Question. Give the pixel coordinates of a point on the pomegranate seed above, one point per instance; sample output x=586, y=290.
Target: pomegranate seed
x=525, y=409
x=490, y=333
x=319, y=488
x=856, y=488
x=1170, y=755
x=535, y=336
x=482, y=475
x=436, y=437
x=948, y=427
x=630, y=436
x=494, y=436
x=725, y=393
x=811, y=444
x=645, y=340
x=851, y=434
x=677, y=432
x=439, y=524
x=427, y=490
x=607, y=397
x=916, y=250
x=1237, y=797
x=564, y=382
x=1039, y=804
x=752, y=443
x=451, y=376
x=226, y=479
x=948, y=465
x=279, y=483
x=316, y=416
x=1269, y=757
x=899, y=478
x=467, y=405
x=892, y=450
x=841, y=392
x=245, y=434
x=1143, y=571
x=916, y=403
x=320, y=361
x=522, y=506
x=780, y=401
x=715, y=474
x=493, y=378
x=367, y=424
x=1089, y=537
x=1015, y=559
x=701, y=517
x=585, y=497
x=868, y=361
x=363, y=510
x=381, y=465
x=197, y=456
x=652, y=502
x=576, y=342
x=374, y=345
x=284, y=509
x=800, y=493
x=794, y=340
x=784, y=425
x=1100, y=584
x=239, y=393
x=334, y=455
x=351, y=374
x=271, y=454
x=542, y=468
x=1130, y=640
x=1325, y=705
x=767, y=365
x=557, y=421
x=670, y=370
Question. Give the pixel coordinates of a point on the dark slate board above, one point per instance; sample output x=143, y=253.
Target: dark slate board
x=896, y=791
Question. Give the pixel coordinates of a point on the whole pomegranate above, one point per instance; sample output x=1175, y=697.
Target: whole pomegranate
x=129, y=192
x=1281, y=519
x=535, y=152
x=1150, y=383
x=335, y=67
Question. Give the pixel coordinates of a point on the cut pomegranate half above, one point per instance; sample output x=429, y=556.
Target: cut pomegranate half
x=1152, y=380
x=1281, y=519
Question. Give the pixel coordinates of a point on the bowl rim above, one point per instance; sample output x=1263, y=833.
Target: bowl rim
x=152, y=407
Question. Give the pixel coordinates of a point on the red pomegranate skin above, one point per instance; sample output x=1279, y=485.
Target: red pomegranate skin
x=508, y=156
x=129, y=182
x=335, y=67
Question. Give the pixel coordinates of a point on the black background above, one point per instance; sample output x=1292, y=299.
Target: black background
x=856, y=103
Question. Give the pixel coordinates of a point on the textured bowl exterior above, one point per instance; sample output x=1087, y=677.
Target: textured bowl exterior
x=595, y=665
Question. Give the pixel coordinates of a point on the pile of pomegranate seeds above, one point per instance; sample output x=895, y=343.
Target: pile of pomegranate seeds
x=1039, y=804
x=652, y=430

■ ■ ■

## AIM OF THE TASK:
Your answer should be the lines from the one containing "Target: cut pomegranate half" through the end of the records, both included, output exactly and with nothing added.

## SOLUTION TO THIS TASK:
Target: cut pomegranate half
x=1152, y=380
x=1281, y=519
Question. Give the pixel coordinates of a point on the bowl rim above, one point per instance; sample output x=1263, y=833.
Target: bowl rim
x=152, y=407
Question. Give the pixel coordinates of a point on the red pomegranate skin above, one point per instance; sample output x=1279, y=485.
Target: red pomegranate skin
x=508, y=156
x=129, y=182
x=335, y=67
Question. Give the pixel coordinates of a point on the black background above, one point per instance; sample output x=1292, y=299.
Target: black background
x=856, y=103
Question. Give the pixel coordinates of a point on the textured bowl exterior above, one point per instance; sample output x=1087, y=677.
Target: textured bowl exterior
x=595, y=665
Question. Give the pixel coordinates of a point on the pile of pomegranate seeds above, one point per instance; sample output x=895, y=343.
Target: pile of pomegranate seeds
x=1039, y=804
x=652, y=430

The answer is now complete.